Task requirements:
Starting at the line that contains "Point out every instance of the red", quote each line exactly through the last line of the entries, both included.

Extracted data entries:
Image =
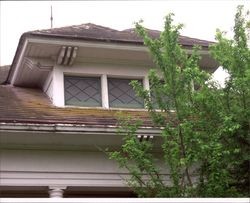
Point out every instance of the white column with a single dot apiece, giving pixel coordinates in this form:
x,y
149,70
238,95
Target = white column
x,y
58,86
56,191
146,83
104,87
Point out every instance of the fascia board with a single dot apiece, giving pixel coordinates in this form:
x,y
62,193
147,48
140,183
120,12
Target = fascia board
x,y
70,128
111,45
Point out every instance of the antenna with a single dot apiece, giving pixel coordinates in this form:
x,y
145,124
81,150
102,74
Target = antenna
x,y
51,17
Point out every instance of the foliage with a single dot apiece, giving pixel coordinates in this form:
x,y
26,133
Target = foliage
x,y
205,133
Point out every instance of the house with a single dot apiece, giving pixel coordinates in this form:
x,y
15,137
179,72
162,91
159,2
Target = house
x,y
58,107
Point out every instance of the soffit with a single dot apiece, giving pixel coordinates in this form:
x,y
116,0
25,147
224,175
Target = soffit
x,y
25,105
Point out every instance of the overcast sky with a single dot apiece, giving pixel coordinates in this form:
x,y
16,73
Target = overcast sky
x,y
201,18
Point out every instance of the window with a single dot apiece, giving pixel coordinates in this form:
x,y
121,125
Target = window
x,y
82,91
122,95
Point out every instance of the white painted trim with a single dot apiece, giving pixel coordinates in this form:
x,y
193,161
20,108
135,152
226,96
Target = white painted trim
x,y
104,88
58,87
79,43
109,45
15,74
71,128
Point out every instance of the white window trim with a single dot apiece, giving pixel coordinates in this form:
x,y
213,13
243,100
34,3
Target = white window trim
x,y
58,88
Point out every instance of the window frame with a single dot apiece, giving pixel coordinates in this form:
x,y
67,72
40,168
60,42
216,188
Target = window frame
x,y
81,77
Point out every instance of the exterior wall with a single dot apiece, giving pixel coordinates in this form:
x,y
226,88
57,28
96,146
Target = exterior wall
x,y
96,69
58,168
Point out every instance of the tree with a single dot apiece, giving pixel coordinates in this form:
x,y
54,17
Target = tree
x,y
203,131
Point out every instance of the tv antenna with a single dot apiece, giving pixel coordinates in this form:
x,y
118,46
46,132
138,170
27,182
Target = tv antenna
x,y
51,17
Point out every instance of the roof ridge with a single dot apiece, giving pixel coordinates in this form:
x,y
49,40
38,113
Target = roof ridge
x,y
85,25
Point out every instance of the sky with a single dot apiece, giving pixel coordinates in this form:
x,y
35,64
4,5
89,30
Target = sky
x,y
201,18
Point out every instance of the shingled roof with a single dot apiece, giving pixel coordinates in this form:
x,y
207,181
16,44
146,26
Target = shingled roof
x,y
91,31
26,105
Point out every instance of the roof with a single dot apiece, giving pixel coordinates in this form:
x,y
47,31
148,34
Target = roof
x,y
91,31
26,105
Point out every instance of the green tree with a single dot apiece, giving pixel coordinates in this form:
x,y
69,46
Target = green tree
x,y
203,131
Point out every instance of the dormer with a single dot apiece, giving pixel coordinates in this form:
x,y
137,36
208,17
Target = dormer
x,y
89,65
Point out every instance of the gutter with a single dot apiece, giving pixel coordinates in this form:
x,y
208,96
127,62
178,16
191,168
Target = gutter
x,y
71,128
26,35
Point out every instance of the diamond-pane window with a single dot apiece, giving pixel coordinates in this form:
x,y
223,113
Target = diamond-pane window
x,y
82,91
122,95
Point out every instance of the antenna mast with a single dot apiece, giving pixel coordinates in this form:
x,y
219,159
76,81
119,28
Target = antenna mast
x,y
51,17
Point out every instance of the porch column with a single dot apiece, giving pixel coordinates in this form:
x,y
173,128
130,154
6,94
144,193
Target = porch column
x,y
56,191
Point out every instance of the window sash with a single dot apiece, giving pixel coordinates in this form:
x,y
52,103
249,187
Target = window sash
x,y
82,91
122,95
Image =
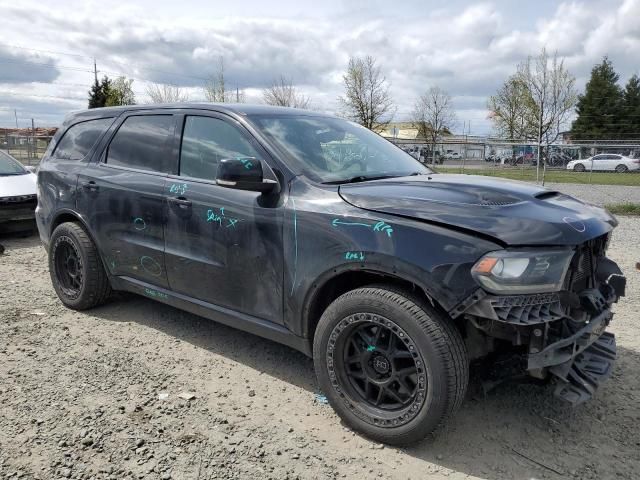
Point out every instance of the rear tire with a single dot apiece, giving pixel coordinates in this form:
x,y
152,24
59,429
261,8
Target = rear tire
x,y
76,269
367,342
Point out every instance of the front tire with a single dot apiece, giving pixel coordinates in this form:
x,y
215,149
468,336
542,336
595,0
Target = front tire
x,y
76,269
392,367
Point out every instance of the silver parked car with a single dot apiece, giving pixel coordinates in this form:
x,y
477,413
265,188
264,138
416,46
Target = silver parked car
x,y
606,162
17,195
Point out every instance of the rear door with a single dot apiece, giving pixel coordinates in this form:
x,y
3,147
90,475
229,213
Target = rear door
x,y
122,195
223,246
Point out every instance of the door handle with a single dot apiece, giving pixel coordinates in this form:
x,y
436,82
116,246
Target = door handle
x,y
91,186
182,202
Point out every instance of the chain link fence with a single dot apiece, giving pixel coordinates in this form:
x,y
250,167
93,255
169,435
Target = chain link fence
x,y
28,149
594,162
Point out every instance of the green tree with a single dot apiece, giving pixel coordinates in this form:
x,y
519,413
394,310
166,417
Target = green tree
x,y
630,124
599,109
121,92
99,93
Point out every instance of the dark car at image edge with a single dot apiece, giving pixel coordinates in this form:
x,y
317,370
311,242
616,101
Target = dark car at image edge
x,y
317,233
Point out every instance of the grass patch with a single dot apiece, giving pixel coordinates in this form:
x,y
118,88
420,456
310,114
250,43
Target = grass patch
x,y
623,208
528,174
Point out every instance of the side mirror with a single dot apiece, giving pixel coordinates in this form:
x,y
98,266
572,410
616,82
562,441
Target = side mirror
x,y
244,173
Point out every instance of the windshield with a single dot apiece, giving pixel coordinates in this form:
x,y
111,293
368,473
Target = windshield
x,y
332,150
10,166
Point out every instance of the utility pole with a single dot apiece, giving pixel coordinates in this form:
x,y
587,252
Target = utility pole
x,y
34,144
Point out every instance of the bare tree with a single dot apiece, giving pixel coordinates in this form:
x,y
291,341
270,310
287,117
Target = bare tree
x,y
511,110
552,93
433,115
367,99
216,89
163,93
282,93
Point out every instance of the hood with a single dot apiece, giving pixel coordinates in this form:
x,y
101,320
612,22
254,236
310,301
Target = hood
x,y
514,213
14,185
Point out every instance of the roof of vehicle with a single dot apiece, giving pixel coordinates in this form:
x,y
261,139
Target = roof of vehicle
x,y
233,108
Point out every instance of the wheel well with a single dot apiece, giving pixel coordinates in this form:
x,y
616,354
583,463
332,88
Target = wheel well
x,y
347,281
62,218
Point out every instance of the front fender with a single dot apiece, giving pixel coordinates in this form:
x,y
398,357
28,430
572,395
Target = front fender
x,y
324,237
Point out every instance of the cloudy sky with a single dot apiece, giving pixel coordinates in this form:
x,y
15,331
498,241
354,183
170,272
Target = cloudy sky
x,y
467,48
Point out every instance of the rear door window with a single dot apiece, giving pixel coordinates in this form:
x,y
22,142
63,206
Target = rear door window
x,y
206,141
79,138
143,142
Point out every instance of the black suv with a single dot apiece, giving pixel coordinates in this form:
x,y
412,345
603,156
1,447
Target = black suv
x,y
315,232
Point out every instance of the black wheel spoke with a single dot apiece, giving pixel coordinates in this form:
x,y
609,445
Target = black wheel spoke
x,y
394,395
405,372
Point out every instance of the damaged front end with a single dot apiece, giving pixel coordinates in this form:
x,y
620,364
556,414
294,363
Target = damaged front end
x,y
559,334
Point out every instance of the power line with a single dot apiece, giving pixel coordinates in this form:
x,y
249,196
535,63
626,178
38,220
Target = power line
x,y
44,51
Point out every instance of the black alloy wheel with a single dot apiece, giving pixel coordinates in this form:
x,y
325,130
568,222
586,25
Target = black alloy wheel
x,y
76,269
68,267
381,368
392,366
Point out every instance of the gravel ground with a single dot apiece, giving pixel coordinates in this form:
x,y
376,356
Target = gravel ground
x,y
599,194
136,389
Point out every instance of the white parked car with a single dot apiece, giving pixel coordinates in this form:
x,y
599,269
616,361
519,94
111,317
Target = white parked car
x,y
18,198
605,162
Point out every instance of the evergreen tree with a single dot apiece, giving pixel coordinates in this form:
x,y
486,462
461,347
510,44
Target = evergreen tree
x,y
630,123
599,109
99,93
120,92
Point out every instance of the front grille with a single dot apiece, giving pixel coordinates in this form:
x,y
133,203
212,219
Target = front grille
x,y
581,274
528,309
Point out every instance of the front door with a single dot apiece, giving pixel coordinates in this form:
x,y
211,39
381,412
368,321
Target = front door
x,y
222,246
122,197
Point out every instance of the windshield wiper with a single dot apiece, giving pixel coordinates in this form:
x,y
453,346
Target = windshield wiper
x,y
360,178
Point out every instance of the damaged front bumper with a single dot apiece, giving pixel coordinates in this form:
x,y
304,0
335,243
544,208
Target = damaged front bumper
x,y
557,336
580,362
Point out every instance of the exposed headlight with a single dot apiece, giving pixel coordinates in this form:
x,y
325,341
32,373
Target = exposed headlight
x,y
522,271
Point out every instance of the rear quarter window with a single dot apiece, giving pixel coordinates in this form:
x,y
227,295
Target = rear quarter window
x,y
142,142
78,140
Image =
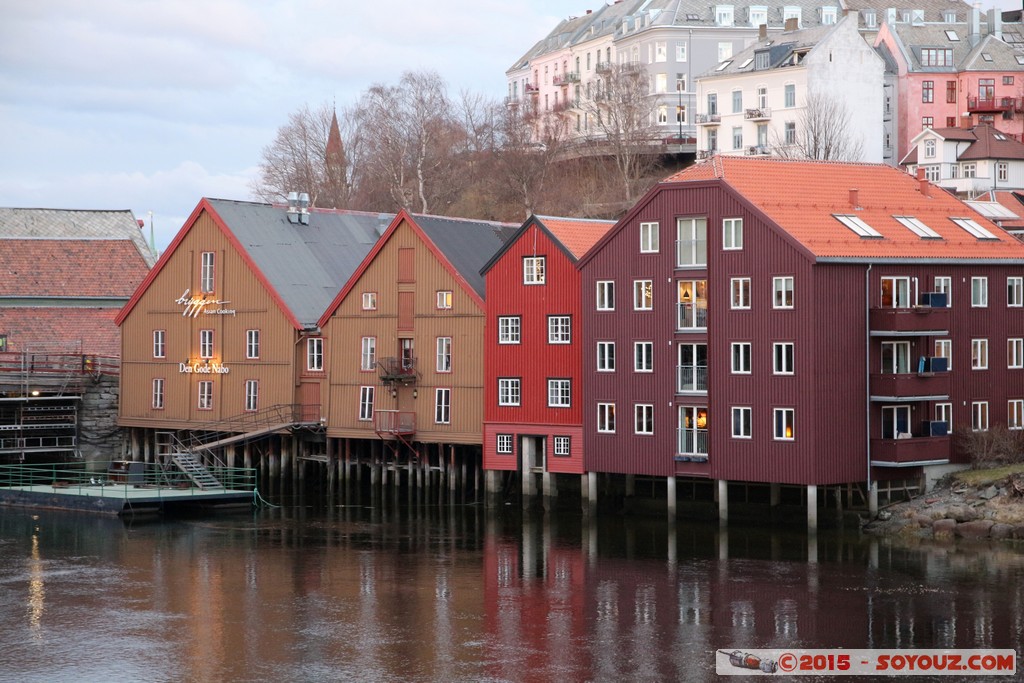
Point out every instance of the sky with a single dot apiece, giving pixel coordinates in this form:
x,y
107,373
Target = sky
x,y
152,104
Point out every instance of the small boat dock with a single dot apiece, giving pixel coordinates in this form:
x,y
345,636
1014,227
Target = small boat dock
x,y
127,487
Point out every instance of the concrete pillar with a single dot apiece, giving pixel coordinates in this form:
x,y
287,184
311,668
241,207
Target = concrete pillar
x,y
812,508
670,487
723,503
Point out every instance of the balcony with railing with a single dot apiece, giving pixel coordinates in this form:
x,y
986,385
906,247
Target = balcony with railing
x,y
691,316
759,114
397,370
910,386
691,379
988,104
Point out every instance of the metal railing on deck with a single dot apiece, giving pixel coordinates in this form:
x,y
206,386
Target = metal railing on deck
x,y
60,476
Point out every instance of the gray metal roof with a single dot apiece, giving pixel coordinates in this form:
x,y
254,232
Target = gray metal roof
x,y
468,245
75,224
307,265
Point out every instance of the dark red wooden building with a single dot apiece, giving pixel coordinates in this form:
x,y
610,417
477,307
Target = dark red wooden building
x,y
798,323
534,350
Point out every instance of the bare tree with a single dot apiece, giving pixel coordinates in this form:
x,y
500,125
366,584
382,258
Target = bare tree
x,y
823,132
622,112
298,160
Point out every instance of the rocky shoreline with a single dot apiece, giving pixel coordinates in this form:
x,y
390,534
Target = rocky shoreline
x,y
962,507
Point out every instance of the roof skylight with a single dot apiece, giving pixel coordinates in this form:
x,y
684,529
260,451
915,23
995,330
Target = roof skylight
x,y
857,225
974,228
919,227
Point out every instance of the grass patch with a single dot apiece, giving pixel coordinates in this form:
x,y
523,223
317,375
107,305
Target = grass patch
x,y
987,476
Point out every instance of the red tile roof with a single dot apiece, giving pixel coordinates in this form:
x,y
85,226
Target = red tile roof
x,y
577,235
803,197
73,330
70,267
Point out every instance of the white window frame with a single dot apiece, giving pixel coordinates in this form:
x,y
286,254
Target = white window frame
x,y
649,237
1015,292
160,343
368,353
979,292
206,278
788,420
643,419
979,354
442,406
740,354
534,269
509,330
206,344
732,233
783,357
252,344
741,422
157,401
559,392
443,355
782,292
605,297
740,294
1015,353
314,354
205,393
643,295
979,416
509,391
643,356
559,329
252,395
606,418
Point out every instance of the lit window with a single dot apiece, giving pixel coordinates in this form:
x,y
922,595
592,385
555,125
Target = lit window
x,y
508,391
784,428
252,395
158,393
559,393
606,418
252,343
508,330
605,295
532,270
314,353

Response to the exercise:
Point out every instance of the red tile roof with a single dot apiece, giving pixel coordinates in this form:
x,y
85,226
Target = red tile roof
x,y
577,235
803,197
73,330
70,267
Point out every instance of the white window frame with a single dot apiece, giving pixel coordinates in this form:
x,y
286,254
Target = white window frame
x,y
649,237
1015,292
160,343
368,353
979,292
206,278
788,420
643,419
979,354
442,406
740,354
534,269
509,330
206,344
732,233
783,357
252,344
741,422
157,401
559,392
443,355
782,292
605,297
740,294
1015,353
314,354
205,393
643,295
979,416
509,391
643,356
559,329
252,395
606,418
Point out every instance of the lit window with a single dot apiece, giving pixel coordinates in this form:
x,y
922,595
592,385
555,125
Target = lit window
x,y
508,391
784,428
252,395
158,393
559,393
606,418
252,343
508,330
605,295
532,270
314,353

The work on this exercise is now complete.